# [What the task asks]
Output every line from the start of the material through the line containing "Your masks, with", inclusive, as a JSON list of strings with one string per line and blank lines left out.

# [Task data]

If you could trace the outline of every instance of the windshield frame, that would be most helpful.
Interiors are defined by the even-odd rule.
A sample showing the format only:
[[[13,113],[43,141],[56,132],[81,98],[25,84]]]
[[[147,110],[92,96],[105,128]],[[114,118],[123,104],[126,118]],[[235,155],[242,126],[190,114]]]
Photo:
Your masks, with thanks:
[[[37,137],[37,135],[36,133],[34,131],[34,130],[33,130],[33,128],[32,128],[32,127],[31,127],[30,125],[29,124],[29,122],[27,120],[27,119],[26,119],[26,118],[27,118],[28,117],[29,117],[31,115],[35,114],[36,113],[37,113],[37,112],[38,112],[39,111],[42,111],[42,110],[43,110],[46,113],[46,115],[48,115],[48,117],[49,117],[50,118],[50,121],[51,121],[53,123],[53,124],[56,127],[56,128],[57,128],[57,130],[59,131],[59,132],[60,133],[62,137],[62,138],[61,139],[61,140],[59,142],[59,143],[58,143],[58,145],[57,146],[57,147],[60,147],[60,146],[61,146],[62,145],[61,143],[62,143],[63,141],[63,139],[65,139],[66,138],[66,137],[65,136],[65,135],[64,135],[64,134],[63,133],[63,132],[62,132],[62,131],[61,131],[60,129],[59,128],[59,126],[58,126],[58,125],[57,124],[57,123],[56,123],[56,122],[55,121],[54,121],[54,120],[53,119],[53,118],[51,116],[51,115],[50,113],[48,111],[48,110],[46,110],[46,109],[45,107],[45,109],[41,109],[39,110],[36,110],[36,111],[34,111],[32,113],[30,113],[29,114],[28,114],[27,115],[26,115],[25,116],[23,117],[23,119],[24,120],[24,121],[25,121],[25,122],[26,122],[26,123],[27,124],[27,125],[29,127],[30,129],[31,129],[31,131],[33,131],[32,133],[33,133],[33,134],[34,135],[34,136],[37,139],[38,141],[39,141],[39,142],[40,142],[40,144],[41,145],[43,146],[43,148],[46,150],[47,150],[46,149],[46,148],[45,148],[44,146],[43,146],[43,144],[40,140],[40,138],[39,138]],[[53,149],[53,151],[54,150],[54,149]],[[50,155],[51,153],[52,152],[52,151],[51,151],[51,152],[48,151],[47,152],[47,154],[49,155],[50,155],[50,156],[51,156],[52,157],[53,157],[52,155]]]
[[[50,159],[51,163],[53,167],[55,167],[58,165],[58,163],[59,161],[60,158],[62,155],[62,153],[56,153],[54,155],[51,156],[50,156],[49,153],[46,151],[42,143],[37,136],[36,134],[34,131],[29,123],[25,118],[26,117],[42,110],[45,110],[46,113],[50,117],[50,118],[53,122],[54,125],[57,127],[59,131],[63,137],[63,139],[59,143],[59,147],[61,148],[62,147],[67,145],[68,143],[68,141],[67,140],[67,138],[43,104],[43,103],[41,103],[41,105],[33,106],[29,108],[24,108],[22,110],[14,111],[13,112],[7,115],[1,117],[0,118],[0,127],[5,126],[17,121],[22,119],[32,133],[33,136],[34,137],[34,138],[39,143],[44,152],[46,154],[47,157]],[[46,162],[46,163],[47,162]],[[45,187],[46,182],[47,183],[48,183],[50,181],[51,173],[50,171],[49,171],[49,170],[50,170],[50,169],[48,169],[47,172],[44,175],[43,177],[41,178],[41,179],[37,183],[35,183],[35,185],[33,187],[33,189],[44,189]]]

# [Task result]
[
  "If you could trace the outline of every instance of the windshield frame, that would be most helpful.",
  "Interiors are defined by the even-odd rule.",
  "A sample showing the format only:",
  "[[[13,113],[43,141],[56,132],[81,98],[25,84]]]",
  "[[[147,110],[92,96],[105,128]],[[114,118],[123,104],[126,118]],[[235,155],[242,126],[190,114]]]",
  "Photo:",
  "Your masks, with thanks:"
]